Start of EXTRACT PROVIDED
There was a court case recently in Australia where a guy claimed he became uncontrollably horny after suffering a head injury at work.
http://www.smh.com.au/articles/2006/12/20/1166290613406.html
This guy’s lawyer convinced a judge that his client was extra horny because of the brain injury. After the accident, the client allegedly misbehaved around women, watched porn, and called phone sex lines.
There are at least two reasons to believe that this lawyer is the best who has ever lived:
1. The lawyer convinced a judge that men do not do stupid and horny things unless they have had a head injury at work.
2. In effect, the lawyer convinced a judge that free will doesn’t exist. If his client had free will, he would have been able to resist any extra temptation despite the physical changes to his brain. But the client couldn’t, so he must have no free will.
If I ever get arrested for going on a killing spree at the Superbowl in front of 16 high definition cameras and 1 billion witnesses, I want that lawyer to represent me.
To be fair, perhaps the judge was aware of recent findings in neuroscience that make the concept of free will increasingly far fetched. Here’s an article on that point from The Economist:
http://www.economist.com/opinion/displaystory.cfm?story_id=8453850
It seems to me that free will can be easily tested. The next time someone is getting brain surgery, just take a few minutes to perform the test. Sometimes the patient remains awake during brain surgery so he can report what functions are changing as the surgeon is poking around. So for example, when the surgeon electrically stimulates the language center of the brain, the patient might temporarily lose his ability to speak.
The test for free will would be this, for example: First the doctor locates the place in the brain where electrical stimulation causes the patient to lose speech. Then the surgeon asks the patient to keep speaking normally despite the electrical stimulation.
If the patient can speak normally despite having the speech center stimulated, then the patient has free will that can overcome the normal chain of cause and effect in the brain. If he can’t speak, then you have proven the brain is nothing but a moist and complicated machine and your life is a pointless series of miseries.
Maybe there’s a reason no one is testing for free will.
End of EXTRACT PROVIDED
Start of GIVEN INFORMATION
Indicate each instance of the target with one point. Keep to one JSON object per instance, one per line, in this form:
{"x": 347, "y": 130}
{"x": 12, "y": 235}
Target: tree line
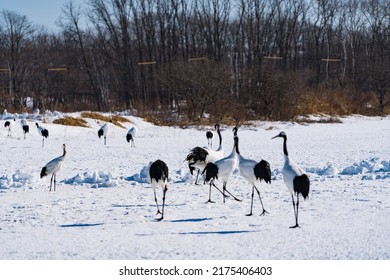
{"x": 188, "y": 60}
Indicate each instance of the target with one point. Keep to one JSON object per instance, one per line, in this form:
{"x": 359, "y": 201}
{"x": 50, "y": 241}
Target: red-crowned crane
{"x": 103, "y": 131}
{"x": 199, "y": 157}
{"x": 252, "y": 171}
{"x": 9, "y": 124}
{"x": 294, "y": 177}
{"x": 25, "y": 127}
{"x": 52, "y": 167}
{"x": 43, "y": 132}
{"x": 131, "y": 135}
{"x": 209, "y": 136}
{"x": 158, "y": 177}
{"x": 222, "y": 170}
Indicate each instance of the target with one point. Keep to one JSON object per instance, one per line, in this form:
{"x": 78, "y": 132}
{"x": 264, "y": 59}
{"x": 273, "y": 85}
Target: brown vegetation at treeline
{"x": 177, "y": 62}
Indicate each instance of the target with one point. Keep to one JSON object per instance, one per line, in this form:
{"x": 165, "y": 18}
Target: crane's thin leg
{"x": 162, "y": 213}
{"x": 51, "y": 182}
{"x": 225, "y": 190}
{"x": 295, "y": 212}
{"x": 197, "y": 176}
{"x": 155, "y": 199}
{"x": 253, "y": 194}
{"x": 212, "y": 184}
{"x": 264, "y": 211}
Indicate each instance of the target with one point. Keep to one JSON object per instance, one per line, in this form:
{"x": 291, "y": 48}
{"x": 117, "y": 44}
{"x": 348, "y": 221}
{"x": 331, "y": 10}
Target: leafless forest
{"x": 179, "y": 61}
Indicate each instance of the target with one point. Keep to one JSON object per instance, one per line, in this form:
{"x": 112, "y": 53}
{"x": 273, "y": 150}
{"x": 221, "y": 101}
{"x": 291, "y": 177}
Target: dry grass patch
{"x": 116, "y": 120}
{"x": 71, "y": 121}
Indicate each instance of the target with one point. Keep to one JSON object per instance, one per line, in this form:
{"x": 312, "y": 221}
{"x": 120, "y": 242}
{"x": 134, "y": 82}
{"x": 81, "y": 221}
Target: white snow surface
{"x": 104, "y": 208}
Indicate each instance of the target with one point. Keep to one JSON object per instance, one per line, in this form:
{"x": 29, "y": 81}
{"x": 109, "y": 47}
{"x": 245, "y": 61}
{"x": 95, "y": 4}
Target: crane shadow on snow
{"x": 80, "y": 225}
{"x": 194, "y": 220}
{"x": 222, "y": 232}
End of GIVEN INFORMATION
- **DIRECTIONS**:
A. Answer these from the post about free will:
(i) In what country did the court case take place?
(ii) Which publication ran the article on recent findings in neuroscience?
(iii) In the proposed test, what does the surgeon ask the patient to do?
B. Print the part of the post about free will that begins with the words "2. In effect, the" and stops after the words "to represent me.".

- **SOLUTIONS BELOW**:
A.
(i) Australia
(ii) The Economist
(iii) Keep speaking normally despite the electrical stimulation

B.
2. In effect, the lawyer convinced a judge that free will doesn’t exist. If his client had free will, he would have been able to resist any extra temptation despite the physical changes to his brain. But the client couldn’t, so he must have no free will.
If I ever get arrested for going on a killing spree at the Superbowl in front of 16 high definition cameras and 1 billion witnesses, I want that lawyer to represent me.